### Task description
Quote these lines exactly: the one that holds "the smiling mouth." and every line after it to the end of the material below. Skip pictures.

### Available data
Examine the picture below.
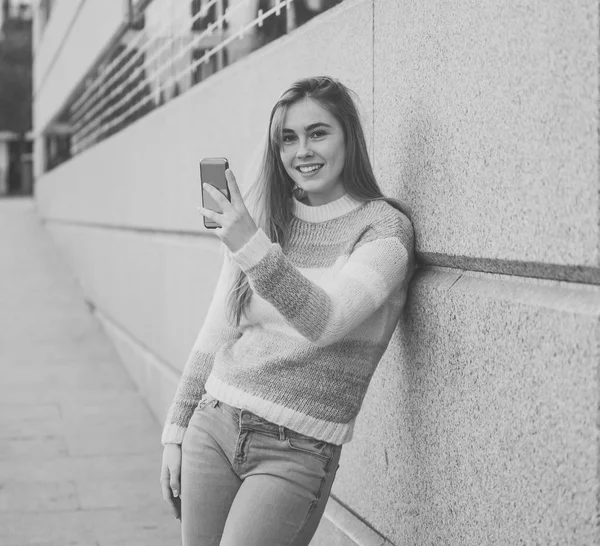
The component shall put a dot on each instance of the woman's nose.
(303, 150)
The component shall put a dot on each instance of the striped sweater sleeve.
(325, 314)
(216, 331)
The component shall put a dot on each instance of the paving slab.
(79, 449)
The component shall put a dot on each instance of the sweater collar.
(322, 213)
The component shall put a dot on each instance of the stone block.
(480, 425)
(486, 122)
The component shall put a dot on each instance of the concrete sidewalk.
(79, 449)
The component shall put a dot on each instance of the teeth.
(309, 169)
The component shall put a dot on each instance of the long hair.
(269, 198)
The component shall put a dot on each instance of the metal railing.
(171, 46)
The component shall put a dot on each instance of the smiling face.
(313, 151)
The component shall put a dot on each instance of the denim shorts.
(248, 482)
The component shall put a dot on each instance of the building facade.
(481, 422)
(16, 174)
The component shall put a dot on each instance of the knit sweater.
(321, 315)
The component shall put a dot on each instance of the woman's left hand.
(237, 226)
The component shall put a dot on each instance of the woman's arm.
(216, 331)
(325, 314)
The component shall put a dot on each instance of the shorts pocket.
(204, 401)
(311, 446)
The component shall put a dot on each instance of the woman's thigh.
(284, 492)
(208, 482)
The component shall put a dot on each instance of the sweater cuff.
(253, 251)
(173, 434)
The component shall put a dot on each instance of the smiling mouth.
(307, 169)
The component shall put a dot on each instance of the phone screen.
(212, 171)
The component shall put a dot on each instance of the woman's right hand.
(170, 477)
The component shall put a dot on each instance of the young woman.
(311, 289)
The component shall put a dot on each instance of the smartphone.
(212, 171)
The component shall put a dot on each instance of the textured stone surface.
(486, 122)
(480, 425)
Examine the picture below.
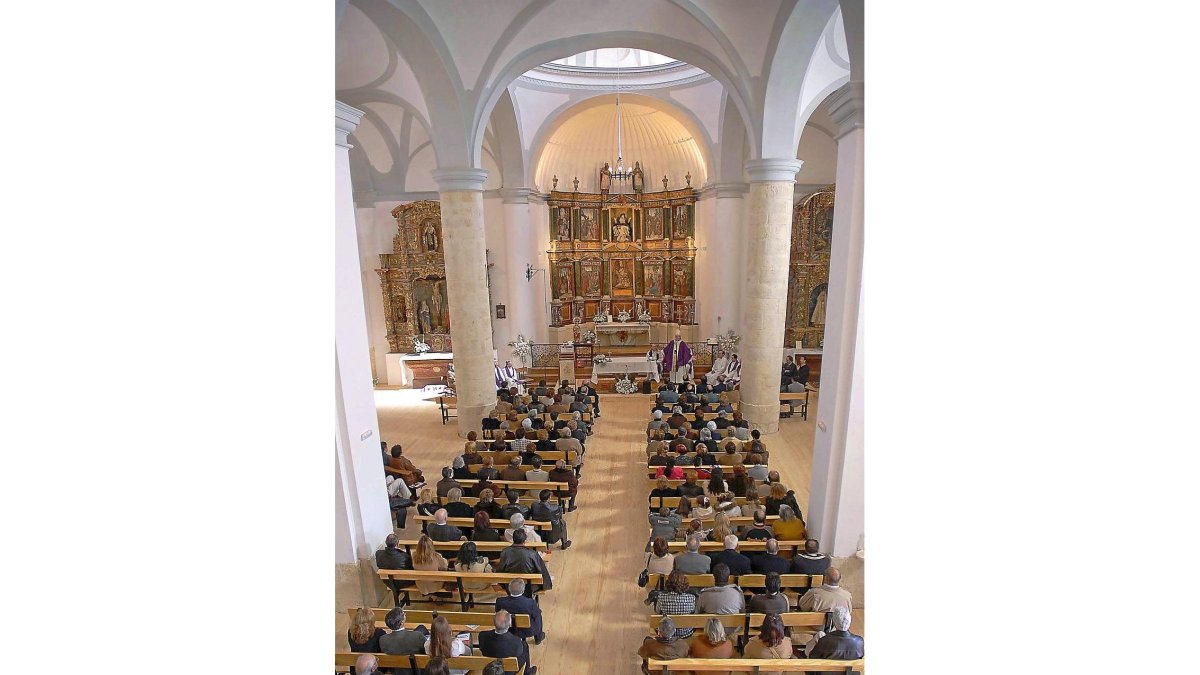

### Task answer
The component shall put a dot on each instance of the smiling mouth.
(307, 169)
The component shall put a dot on each instance of the phone screen.
(212, 171)
The component shall put a dot on each instance of the woman's right hand.
(170, 477)
The component shall put a dot on each instance of the young woman.
(311, 289)
The component shall put a dot on each instance of the smartphone.
(212, 171)
The component shall put a dot on each instance of the textured stone surface.
(486, 122)
(480, 425)
Examine the picture below.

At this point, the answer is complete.